# Work instruction
Output every entry exactly, from the first line to the last.

# Data extract
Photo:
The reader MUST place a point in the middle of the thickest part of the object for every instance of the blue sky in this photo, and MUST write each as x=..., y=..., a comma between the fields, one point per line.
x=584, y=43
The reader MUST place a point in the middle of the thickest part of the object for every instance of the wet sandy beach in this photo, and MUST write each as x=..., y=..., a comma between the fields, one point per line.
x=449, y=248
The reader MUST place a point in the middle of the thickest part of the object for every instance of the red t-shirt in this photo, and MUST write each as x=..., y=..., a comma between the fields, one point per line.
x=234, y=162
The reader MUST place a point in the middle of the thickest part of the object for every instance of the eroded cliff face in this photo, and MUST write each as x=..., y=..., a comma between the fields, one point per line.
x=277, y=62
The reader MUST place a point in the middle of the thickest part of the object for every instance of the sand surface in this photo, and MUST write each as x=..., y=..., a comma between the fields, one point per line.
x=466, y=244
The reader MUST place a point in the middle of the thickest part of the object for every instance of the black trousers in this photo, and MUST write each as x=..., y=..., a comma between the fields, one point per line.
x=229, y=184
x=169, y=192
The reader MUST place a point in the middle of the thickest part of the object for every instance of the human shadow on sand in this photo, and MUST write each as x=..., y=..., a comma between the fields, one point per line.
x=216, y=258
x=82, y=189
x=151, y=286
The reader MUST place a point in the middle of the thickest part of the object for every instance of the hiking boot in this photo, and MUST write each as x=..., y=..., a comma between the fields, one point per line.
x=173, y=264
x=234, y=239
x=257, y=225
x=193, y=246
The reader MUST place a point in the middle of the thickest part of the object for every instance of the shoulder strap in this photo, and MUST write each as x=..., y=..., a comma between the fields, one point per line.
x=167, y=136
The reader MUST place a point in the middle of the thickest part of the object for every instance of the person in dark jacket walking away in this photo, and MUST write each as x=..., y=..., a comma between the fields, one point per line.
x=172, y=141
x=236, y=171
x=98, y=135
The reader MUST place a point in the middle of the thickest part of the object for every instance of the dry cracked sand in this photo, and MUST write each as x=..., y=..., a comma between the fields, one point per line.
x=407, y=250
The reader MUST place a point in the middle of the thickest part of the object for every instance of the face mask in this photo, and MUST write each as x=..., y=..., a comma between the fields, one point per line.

# Response to this task
Photo:
The reader MUST place a point in the middle of the thickest part of the object for every instance of the blue sky in this photo, and MUST write each as x=..., y=..., a comma between the fields, one point per line.
x=584, y=43
The reader MUST place a point in the middle of the thickest part of the object for every instance of the wet sandy beach in this photo, and MUST write each as x=..., y=..., a comma between the fields, one point per line.
x=449, y=248
The reader MUST place a point in the middle of the thickest part of the object for every instance of the red t-shirt in this photo, and MUST write each as x=..., y=..., a comma between the fields, one point per line.
x=234, y=162
The reader MUST place a point in the middle of the thickest part of the object for every instance of the eroded cliff face in this photo, and MUST write each as x=..., y=..., a comma between the fields, one point per line.
x=277, y=62
The reader MUST place a point in the middle of the thickest part of the object for every instance of the sand surface in this photo, and MUST write each as x=..., y=..., a comma between the fields, one point per line.
x=466, y=244
The reader MUST place a point in the middle of the thickest part of the object for every instance of the black trousers in this photo, and MUST write each as x=..., y=..., a comma between the fields, one point per line.
x=229, y=184
x=169, y=192
The reader MUST place a point in the middle of the thickest part of the object for every instance of the human shadow on sand in this photo, and MUST write each as x=..., y=..., a comma between the fields, one point per line.
x=216, y=258
x=82, y=189
x=151, y=286
The reader MUST place a point in the middle of the thickest part of the object for every instance of the hiking boot in this photo, and MUST write each as x=..., y=..., a comma between the fields, one point per line.
x=173, y=264
x=234, y=239
x=257, y=225
x=193, y=246
The reader MUST place a point in the middle of the thickest part of the object for every instance of the shoulder strap in this photo, and MUST write each as x=..., y=..., a comma between the fields, one point per line.
x=167, y=136
The reader MUST place a point in the middle of the thickest part of the object for every instance of the person in dark jacket walking away in this photo, and MUST write each as x=..., y=..., a comma between the fields, one point per line.
x=172, y=141
x=236, y=171
x=98, y=135
The reader MUST place a point in the middle of the thickest part of the object for every instance of the dry cracked sand in this photo, and MUST write each as x=..., y=..., a comma between the fields, one point per line.
x=407, y=250
The reader MUST place a point in the middle of the thickest part of the object for every instance of the face mask in this photo, and MUST write each as x=..., y=..., a comma between the fields, one point per line.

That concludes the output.